# What to do
Copy out, precisely as given, the lines from the line with "Identify the asphalt" to the end of the entries that follow.

Dataset entries

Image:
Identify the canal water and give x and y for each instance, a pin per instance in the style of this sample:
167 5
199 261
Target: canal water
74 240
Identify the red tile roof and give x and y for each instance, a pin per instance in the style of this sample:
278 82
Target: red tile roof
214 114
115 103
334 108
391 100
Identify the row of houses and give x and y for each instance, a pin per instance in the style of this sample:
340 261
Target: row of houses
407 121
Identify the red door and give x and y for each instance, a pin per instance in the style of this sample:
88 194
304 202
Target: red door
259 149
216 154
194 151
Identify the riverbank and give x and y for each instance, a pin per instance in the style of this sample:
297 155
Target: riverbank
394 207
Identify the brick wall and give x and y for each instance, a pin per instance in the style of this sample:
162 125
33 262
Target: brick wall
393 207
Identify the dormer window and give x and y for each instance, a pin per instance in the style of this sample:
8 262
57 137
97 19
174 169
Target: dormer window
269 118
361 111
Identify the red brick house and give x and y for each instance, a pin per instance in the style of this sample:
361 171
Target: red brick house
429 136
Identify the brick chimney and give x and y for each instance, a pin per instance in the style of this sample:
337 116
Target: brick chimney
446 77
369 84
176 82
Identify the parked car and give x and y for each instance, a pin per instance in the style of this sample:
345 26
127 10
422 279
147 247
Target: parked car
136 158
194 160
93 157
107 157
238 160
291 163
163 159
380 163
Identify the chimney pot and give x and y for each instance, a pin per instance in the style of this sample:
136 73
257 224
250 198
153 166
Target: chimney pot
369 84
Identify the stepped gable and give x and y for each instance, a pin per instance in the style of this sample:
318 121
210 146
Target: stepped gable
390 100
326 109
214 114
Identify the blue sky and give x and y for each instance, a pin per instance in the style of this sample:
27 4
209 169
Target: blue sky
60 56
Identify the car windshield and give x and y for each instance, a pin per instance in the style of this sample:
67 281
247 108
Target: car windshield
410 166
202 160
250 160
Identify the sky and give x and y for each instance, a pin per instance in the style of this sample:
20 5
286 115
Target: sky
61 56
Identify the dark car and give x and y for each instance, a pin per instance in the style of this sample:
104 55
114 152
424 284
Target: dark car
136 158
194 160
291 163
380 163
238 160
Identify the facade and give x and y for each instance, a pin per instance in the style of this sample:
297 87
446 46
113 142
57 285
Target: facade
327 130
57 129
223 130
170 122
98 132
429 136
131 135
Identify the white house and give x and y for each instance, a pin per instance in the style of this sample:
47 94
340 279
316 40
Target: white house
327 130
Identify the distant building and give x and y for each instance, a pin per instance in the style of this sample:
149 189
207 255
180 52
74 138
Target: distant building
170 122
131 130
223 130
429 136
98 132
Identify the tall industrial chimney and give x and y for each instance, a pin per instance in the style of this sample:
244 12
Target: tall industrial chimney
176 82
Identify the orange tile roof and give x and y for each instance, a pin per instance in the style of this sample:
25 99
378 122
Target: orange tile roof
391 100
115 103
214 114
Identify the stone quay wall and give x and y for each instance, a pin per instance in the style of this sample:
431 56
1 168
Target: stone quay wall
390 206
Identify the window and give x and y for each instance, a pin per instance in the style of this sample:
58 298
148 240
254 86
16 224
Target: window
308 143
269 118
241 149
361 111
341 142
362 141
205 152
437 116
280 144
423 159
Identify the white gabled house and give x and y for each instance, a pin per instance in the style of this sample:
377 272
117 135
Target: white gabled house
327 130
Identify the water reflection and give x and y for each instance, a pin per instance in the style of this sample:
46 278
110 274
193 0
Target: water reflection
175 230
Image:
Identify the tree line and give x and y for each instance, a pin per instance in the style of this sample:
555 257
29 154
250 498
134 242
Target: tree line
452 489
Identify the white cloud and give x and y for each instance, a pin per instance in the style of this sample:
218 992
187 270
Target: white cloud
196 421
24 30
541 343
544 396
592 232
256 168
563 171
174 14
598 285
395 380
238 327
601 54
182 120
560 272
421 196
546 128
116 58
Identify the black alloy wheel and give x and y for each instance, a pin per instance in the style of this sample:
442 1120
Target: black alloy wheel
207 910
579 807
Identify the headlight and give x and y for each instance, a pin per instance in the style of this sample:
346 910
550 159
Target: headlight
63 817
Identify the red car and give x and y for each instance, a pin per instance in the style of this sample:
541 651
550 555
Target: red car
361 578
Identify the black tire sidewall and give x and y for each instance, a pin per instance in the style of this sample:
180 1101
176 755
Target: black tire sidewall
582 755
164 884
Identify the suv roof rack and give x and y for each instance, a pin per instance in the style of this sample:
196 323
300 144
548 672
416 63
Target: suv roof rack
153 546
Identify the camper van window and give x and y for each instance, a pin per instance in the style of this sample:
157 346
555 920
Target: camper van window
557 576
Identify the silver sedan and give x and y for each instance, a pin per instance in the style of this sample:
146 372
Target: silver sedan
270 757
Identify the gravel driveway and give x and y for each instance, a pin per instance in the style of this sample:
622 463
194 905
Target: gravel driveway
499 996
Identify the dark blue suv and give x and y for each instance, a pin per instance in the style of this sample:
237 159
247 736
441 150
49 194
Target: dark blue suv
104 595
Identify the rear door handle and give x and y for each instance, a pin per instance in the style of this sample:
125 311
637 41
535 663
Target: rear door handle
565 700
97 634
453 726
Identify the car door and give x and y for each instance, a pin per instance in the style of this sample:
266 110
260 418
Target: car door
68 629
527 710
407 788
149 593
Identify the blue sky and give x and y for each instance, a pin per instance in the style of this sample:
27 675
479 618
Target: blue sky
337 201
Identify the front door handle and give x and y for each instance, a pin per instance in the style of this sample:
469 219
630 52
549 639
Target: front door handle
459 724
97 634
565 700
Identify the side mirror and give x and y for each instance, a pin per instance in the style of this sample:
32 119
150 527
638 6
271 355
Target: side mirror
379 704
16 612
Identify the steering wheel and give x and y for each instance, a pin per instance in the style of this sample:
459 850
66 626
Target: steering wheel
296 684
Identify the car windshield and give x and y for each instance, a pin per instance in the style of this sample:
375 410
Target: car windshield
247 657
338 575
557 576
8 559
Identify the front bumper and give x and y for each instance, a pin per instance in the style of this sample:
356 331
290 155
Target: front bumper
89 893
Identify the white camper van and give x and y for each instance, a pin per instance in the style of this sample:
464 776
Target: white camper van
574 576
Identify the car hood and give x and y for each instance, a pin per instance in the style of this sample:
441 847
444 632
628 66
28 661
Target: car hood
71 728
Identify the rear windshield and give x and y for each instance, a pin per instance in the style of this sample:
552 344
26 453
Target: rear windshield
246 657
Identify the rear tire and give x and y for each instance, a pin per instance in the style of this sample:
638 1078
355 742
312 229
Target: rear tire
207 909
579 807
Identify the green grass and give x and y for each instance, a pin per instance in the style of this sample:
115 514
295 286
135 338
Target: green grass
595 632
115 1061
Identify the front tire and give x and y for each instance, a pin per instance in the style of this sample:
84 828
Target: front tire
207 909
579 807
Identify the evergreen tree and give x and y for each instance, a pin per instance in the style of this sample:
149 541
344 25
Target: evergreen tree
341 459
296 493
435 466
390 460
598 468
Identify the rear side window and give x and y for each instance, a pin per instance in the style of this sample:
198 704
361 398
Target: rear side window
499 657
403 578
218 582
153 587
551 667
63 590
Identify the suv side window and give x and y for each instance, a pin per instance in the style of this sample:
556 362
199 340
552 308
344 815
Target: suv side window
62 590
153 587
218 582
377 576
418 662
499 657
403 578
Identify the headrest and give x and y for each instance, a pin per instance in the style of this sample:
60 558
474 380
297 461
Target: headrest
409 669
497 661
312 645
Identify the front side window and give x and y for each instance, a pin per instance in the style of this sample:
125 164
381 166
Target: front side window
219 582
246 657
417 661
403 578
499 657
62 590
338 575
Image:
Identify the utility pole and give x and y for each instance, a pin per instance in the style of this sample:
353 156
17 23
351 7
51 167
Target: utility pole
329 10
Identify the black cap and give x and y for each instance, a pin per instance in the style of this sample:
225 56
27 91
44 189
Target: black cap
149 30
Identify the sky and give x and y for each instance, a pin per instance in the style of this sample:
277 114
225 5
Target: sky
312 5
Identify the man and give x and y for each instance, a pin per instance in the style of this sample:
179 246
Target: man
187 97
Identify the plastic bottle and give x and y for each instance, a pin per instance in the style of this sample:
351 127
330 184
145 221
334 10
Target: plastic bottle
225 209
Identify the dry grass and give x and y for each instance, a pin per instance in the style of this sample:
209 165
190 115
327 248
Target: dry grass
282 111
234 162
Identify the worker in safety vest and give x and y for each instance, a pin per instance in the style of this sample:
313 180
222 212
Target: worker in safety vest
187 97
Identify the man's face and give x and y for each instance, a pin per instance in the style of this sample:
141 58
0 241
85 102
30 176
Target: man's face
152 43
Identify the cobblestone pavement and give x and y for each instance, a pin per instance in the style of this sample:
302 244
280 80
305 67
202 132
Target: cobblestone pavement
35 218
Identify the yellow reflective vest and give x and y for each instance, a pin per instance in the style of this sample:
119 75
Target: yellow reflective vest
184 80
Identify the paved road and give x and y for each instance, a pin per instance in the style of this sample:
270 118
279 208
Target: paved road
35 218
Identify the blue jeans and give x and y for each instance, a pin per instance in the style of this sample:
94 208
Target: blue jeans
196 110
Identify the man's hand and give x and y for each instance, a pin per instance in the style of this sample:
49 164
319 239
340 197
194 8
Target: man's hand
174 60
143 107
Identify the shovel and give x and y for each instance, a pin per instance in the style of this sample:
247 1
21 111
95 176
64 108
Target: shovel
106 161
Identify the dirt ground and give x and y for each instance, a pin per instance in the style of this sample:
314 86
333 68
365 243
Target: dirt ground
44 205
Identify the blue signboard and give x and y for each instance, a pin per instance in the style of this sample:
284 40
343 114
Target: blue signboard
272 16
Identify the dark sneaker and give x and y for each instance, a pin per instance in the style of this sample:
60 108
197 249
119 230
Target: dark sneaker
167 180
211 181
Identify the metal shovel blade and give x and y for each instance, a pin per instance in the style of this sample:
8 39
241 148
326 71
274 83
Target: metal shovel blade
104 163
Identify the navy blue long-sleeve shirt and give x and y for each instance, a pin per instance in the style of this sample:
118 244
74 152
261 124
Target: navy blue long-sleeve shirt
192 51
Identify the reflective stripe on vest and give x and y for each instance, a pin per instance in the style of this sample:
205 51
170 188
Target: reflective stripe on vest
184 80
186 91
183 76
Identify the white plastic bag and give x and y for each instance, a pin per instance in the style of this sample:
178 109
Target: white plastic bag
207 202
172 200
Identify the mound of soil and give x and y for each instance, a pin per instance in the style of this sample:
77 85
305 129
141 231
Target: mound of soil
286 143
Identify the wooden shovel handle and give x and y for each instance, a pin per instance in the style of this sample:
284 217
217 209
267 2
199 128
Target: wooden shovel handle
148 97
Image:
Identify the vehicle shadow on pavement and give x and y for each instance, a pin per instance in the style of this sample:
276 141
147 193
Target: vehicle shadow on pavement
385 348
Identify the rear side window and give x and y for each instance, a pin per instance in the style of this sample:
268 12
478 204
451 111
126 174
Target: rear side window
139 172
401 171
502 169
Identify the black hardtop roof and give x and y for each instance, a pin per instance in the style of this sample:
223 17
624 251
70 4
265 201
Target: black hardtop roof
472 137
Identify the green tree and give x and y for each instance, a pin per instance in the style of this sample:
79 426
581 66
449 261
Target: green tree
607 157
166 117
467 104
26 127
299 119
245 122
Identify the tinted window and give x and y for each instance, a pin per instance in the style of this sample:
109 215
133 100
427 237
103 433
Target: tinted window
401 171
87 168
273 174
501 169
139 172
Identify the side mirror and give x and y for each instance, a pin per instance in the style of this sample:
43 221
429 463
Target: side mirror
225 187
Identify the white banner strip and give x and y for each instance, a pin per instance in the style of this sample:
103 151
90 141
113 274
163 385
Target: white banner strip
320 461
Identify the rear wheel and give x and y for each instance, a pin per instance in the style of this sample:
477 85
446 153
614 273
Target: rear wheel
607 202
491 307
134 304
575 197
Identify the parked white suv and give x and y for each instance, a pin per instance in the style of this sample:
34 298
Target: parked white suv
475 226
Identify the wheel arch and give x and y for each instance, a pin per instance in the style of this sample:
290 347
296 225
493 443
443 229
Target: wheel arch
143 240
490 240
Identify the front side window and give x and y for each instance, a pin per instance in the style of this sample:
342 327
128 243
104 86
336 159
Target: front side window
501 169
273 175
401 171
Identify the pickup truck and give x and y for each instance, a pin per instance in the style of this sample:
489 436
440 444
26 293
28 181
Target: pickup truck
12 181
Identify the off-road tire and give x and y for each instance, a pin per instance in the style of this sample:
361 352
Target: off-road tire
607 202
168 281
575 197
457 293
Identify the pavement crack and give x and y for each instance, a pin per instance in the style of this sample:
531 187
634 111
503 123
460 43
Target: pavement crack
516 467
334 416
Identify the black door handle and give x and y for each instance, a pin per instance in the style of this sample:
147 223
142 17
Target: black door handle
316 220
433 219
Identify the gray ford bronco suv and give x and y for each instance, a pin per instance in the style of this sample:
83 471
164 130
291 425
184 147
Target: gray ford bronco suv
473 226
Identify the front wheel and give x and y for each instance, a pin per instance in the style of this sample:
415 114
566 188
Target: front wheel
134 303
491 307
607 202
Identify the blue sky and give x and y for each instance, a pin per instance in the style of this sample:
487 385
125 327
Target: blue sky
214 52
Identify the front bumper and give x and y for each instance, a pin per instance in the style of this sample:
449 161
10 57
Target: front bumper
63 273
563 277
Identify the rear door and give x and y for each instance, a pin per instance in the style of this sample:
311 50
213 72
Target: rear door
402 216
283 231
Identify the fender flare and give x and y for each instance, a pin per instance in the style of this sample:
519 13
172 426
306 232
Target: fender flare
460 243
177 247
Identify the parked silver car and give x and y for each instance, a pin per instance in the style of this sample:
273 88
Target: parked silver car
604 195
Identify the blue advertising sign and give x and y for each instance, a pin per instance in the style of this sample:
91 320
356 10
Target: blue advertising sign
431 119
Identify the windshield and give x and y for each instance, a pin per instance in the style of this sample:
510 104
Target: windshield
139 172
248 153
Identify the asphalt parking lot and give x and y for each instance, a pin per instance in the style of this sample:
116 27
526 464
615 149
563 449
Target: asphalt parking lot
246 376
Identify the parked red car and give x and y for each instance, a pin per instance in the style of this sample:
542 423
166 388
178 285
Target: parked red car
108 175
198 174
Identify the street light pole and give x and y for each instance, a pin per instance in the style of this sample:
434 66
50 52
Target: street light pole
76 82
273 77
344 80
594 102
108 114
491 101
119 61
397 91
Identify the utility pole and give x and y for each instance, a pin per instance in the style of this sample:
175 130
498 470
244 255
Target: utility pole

# Written solution
Identify the asphalt parking lot and give x and y for each instance, a pin per instance in the style of this sample:
116 27
526 464
615 149
563 449
Target: asphalt parking lot
246 376
Identify the parked red car and give x and y for each instance, a pin per instance in the style of this sample:
542 423
166 388
178 285
Target: parked red car
108 175
198 174
Identify the street light pole and give x and y for each instance, a pin per instance in the style of this sample:
434 66
50 52
Target: street light pole
76 82
273 77
344 80
594 102
108 114
491 101
119 61
397 91
Identify the utility pole and give x and y for each instance, a pin per instance in the style of this sample:
175 130
498 470
244 255
Target: utility pole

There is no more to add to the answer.